= Extrait =
• • • • •
ACJC/1176/2022 du 12.09.2022 sur JTBL/476/2022 ( SBL ) , CONFIRME

Normes : LaCC.30.al4
En fait
En droit
Par ces motifs
RÉPUBLIQUE ET CANTON DE GENÈVE

POUVOIR JUDICIAIRE

C/8549/2022 ACJC/1176/2022

ARRÊT

DE LA COUR DE JUSTICE

Chambre des baux et loyers

du LUNDI 12 SEPTEMBRE 2022

 

Entre

Monsieur A______, domicilié ______ (France) et Madame B______, domiciliée ______[GE], recourants contre un jugement rendu par le Tribunal des baux et loyers le 14 juin 2022, représentés tous deux par l'ASLOCA, rue du Lac 12, case postale 6150, 1211 Genève 6, en les bureaux de laquelle ils font élection de domicile,

et

C______ SA, c/o M. D______, rue ______ Genève, intimée, représentée par E______ SA, rue ______ Genève, en les bureaux de laquelle elle fait élection de domicile.

 


EN FAIT

A. Par jugement JTPI/476/2022 du 14 juin 2022, le Tribunal des baux et loyers, statuant par voie de procédure sommaire en protection de cas clair, a condamné A______ et B______ à évacuer immédiatement de leur personne et de leurs biens ainsi que toute autre personne faisant ménage commun avec eux le studio situé au 5ème étage de l'immeuble sis rue 1______, à Genève (ch. 1 du dispositif), a autorisé SI C______ SA à requérir l'évacuation par la force publique des précités dès le 30ème jour après l'entrée en force du jugement (ch. 2), a débouté les parties de toutes autres conclusions (ch. 3) et a dit que la procédure était gratuite (ch. 4).

Le Tribunal a considéré qu'à la suite de l'accord conclu entre SI C______ SA, bailleresse, et A______, locataire, auprès de la Commission de conciliation en matière de baux et loyers le 15 janvier 2019, tant le précité que sa sous-locataire, B______, occupaient sans droit le studio en cause, de sorte que leur évacuation devait être prononcée. Afin de permettre à la précitée de prendre ses dispositions pour restituer les locaux, les premiers juges lui ont octroyé un sursis de 30 jours.

B. a. Par acte expédié le 1er juillet 2022 à la Cour de justice, A______ et B______ ont formé recours contre le chiffre 2 du dispositif de ce jugement, sollicitant son annulation. Ils ont conclu à ce que la Cour leur accorde un sursis à l'exécution de l'évacuation jusqu'au 31 octobre 2022.

b. La requête de suspension du caractère exécutoire dudit chiffre 2 formée par A______ et B______ a été rejetée par décision présidentielle du 8 juillet 2022 (ACJC/943/2022).
• • • • •
= Tâche demandée =
Poursuivez l'arrêt sur l'évacuation du studio en reprenant juste après sa dernière phrase. Ce matériel n'est pas utile pour le travail demandé.

= Matériel fourni =
• • • • •
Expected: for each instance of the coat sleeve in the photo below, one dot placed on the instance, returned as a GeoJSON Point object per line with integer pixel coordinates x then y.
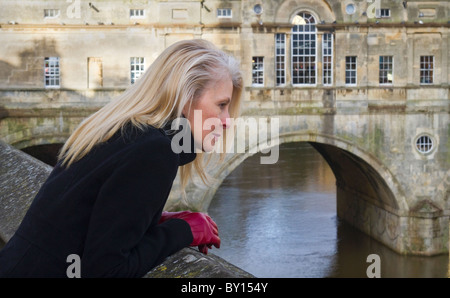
• • • • •
= Réponse =
c. Dans sa réponse du 7 juillet 2022, reçue le 8 juillet 2022, SI C______ SA a conclu à l'irrecevabilité du recours et, au fond, à son rejet.

d. A______ et B______ n'ayant pas fait usage de leur droit de réplique, les parties ont été avisées par plis du greffe du 5 août 2022 de ce que la cause était gardée à juger.

C. Les faits pertinents suivants résultent de la procédure :

a. Le 23 mars 2000, SI C______ SA a remis à bail à A______ un studio situé au 5ème étage de l'immeuble sis rue 1______ à Genève.

Le loyer mensuel, charges comprises, a été fixé par le contrat à 690 fr.

b. Au mois de juillet 2018, A______ a remis en sous-location l'appartement concerné à B______.

c. Par avis de résiliation du 16 novembre 2018, SI C______ SA a résilié le bail principal pour le 31 janvier 2019, en application de l'article 257f al. 3 CO, en raison de la sous-location de l'appartement.

d. Par accord ACCBL/44/2019 du 15 janvier 2019 par-devant la Commission de conciliation en matière de baux et loyers, A______ a accepté le congé et SI C______ SA lui a accordé une unique prolongation de bail, échéant au 30 avril 2022.

e. Le 4 mai 2022, SI C______ SA a introduit une requête en cas clair devant le Tribunal, sollicitant l'évacuation du locataire et de la sous-locataire avec mesures d'exécution directe du jugement d'évacuation.

f. A l'audience du tribunal du 14 juin 2022, SI C______ SA a persisté dans ses conclusions, en précisant que la situation comptable était à jour. B______ a déclaré vivre seule dans l'appartement, gagner environ 4'000 fr. brut par mois et rechercher activement un logement. Elle avait fait l'objet de poursuites qui étaient désormais toutes soldées. Elle a sollicité l'octroi d'un délai humanitaire au 31 janvier 2023, ce que SI C______ SA a refusé, la situation étant claire depuis l'accord conclu en janvier 2019.

La cause a été gardée à juger à l'issue de l'audience.

EN DROIT

1. 1.1 La Chambre des baux et loyers connaît des appels et des recours dirigés contre les jugements du Tribunal des baux et loyers (art. 122 let. a LOJ).

1.2 Seule la voie du recours est ouverte contre les décisions du Tribunal de l'exécution (art. 309 let. a et 319 let. a CPC).

En l'espèce, les recourants ont contesté les mesures d'exécution prononcées par les premiers juges, de sorte que la voie du recours est ouverte.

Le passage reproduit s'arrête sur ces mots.